• **Set tasks**:
1/ According to the stage review, what film is "A Little Night Music" based on?
2/ Revise the stage review from "The shows of" up to and including "its own style.", swapping "shows" for "musicals" everywhere it occurs.

STAGE REVIEW
Stylish Sondheim on North Shore
By Richard Dyer, Globe Staff, 9/12/2000
EVERLY - You can put almost anyone into many of the classic American musicals
and still come out with a good show. I once saw an ''Annie Get Your Gun'' that
was terrific, even though Ginger Rogers and Robert Goulet were in it.
The shows of Stephen Sondheim are a little bit different because they require
an elusive dimension of style - and not just a generic Sondheim style; each
of Sondheim's best shows requires its own style.
''A Little Night Music, '' based on Ingmar Bergman's 1955 film ''Smiles of a
Summer Night,'' demands elegance, confidence in period style and costume, skill
in finding the emotional reality in artificial comedy. It requires the musical
skills of operetta, even of opera, as well as those of musical comedy. In the
story, old lovers and new arrive at a house party in the country during the
summer; in an evening of magic, relationships unravel and knit themselves up
as each person arrives at a new dimension of self-understanding. The music is
a series of bittersweet waltzes, climaxing in the show's unexpected great hit,
''Send in the Clowns.'' Only one tiny bit of underscoring slips into 4/4 time,
perhaps the residue of an earlier version of the music.
The North Shore Music Theatre has lined up a cast with impeccable Sondheim credentials
for its new production. Donna McKechnie and Merle Louise are working together
for the first time since the original production of ''Company'' in 1971; McKechnie
has recently been appearing in a revival of ''Follies.'' Louise was also in
''Sweeney Todd'' and ''Into the Woods''; Chuck Wagner was in ''Into the Woods''
too. Diana Canova was in a Broadway revival of ''Company'' supervised by Sondheim.
Not everyone is quite right for this particular piece, but all of these performers
are experienced pros able to twist their tongues around Sondheim's intricate
rhymes. They can sing and act, and sing and act at the same time, which is the
specialty that Sondheim requires.
As the famous actress Desiree, McKechnie looks glamorous and she's fun to be
around, bubbly and immensely likable, although she's miscast. McKechnie is an
all-American girl, like Joan Blondell or Eve Arden, and it's impossible to believe
for a second that this Desiree is a famous interpreter of Racine or Ibsen; she's
not Phedre or Hedda Gabler but Annie Oakley or Cassie in ''A Chorus Line'' -
a musical-comedy queen. McKechnie, famed as a dancer and choreographer, moves
well, but doesn't dance; she has a better voice than this part lets her use
- it was written for an actress, not a singer - but she does arrive at a moment
of truth when she finally has to. Louise, confined to a wheelchair as old Mme.

• **Provided information**:
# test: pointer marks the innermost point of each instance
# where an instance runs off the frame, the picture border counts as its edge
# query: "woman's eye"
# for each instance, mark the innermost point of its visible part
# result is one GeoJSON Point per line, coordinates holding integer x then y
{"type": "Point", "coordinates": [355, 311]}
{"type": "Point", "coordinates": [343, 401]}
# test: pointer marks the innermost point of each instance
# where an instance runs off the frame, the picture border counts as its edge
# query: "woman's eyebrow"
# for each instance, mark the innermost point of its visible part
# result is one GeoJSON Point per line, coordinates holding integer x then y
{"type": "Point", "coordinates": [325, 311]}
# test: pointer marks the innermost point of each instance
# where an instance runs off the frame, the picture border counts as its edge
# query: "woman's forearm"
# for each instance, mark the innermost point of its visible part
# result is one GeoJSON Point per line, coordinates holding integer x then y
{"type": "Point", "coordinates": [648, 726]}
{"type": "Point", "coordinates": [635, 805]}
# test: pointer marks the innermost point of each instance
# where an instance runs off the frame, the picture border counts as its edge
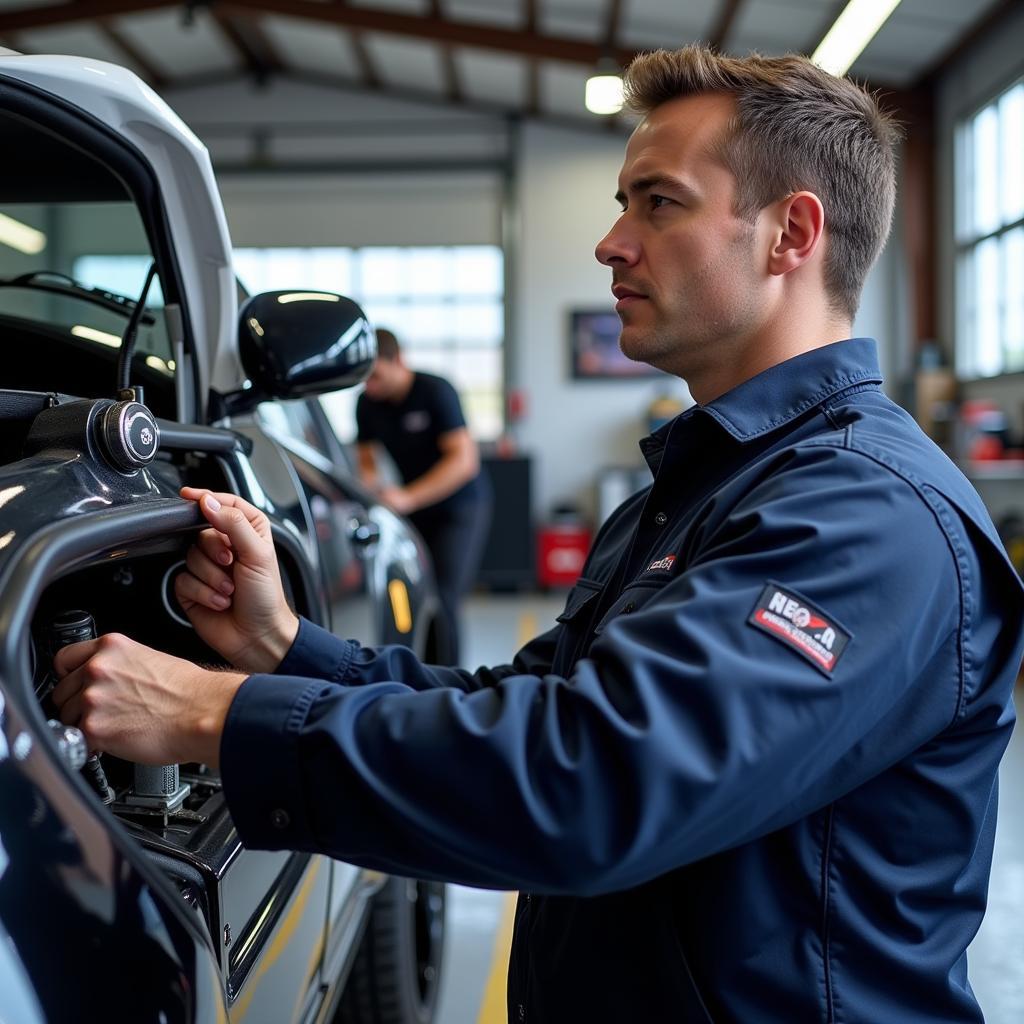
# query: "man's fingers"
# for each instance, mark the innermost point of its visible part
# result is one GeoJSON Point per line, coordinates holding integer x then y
{"type": "Point", "coordinates": [206, 571]}
{"type": "Point", "coordinates": [215, 546]}
{"type": "Point", "coordinates": [189, 590]}
{"type": "Point", "coordinates": [244, 525]}
{"type": "Point", "coordinates": [74, 655]}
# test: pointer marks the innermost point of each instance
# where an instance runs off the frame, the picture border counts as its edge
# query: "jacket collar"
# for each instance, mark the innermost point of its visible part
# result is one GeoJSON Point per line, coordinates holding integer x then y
{"type": "Point", "coordinates": [777, 395]}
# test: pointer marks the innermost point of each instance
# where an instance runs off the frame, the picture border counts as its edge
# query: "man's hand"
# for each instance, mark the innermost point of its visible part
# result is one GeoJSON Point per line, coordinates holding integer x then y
{"type": "Point", "coordinates": [231, 591]}
{"type": "Point", "coordinates": [141, 705]}
{"type": "Point", "coordinates": [397, 499]}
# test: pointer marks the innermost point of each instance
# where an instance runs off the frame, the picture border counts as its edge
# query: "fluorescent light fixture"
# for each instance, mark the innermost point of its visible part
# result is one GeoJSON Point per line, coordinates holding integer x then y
{"type": "Point", "coordinates": [20, 237]}
{"type": "Point", "coordinates": [8, 493]}
{"type": "Point", "coordinates": [91, 334]}
{"type": "Point", "coordinates": [604, 94]}
{"type": "Point", "coordinates": [853, 30]}
{"type": "Point", "coordinates": [307, 297]}
{"type": "Point", "coordinates": [156, 363]}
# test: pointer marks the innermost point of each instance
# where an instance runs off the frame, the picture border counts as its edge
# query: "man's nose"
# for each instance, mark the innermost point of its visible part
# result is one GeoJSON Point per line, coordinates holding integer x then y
{"type": "Point", "coordinates": [616, 248]}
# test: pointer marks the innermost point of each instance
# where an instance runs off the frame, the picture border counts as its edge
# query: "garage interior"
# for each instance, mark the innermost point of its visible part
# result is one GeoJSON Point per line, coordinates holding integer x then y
{"type": "Point", "coordinates": [434, 160]}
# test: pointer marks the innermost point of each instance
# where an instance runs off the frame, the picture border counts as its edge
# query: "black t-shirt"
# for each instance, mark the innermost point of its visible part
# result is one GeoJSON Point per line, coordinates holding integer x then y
{"type": "Point", "coordinates": [410, 431]}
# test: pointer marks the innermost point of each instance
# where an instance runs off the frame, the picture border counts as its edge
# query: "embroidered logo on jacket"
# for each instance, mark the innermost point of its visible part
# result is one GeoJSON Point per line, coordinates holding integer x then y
{"type": "Point", "coordinates": [662, 563]}
{"type": "Point", "coordinates": [798, 624]}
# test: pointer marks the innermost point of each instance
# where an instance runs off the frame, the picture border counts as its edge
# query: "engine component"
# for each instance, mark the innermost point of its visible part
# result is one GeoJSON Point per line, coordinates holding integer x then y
{"type": "Point", "coordinates": [71, 744]}
{"type": "Point", "coordinates": [68, 628]}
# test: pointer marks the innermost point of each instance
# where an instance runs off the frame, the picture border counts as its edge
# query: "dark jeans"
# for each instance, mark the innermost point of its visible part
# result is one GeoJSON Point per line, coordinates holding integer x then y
{"type": "Point", "coordinates": [456, 544]}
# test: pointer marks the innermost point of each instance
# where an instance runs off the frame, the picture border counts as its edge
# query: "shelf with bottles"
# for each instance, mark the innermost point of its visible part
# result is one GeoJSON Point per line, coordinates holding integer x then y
{"type": "Point", "coordinates": [993, 469]}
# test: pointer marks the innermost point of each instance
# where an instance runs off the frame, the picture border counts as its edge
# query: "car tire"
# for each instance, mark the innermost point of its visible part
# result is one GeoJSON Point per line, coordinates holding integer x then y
{"type": "Point", "coordinates": [396, 973]}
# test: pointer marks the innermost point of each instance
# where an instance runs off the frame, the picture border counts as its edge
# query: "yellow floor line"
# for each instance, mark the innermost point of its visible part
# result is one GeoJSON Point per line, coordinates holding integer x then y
{"type": "Point", "coordinates": [527, 628]}
{"type": "Point", "coordinates": [494, 1009]}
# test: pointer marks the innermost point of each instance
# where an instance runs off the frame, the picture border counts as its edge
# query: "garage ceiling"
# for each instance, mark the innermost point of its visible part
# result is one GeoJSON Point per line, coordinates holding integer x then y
{"type": "Point", "coordinates": [526, 56]}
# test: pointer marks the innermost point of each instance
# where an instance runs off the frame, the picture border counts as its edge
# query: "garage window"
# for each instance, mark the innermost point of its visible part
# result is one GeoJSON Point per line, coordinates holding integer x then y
{"type": "Point", "coordinates": [445, 303]}
{"type": "Point", "coordinates": [990, 238]}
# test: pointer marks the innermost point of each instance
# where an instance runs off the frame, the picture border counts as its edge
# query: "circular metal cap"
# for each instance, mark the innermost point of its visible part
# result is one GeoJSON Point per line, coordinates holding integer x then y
{"type": "Point", "coordinates": [129, 435]}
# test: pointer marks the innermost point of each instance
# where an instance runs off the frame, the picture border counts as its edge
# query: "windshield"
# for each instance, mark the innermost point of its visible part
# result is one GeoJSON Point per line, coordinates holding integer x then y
{"type": "Point", "coordinates": [44, 245]}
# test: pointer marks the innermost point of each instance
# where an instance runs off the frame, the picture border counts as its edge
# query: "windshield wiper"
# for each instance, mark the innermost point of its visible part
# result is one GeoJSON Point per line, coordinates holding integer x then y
{"type": "Point", "coordinates": [60, 284]}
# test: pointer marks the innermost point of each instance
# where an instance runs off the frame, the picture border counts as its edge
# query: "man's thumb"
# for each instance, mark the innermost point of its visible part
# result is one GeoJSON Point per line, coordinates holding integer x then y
{"type": "Point", "coordinates": [233, 523]}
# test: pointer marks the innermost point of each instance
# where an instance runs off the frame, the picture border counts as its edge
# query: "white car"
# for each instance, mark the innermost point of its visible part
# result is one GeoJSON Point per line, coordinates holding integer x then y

• **Results of the tasks**:
1/ Ingmar Bergman's 1955 film "Smiles of a Summer Night."

2/
The musicals of Stephen Sondheim are a little bit different because they require
an elusive dimension of style - and not just a generic Sondheim style; each
of Sondheim's best musicals requires its own style.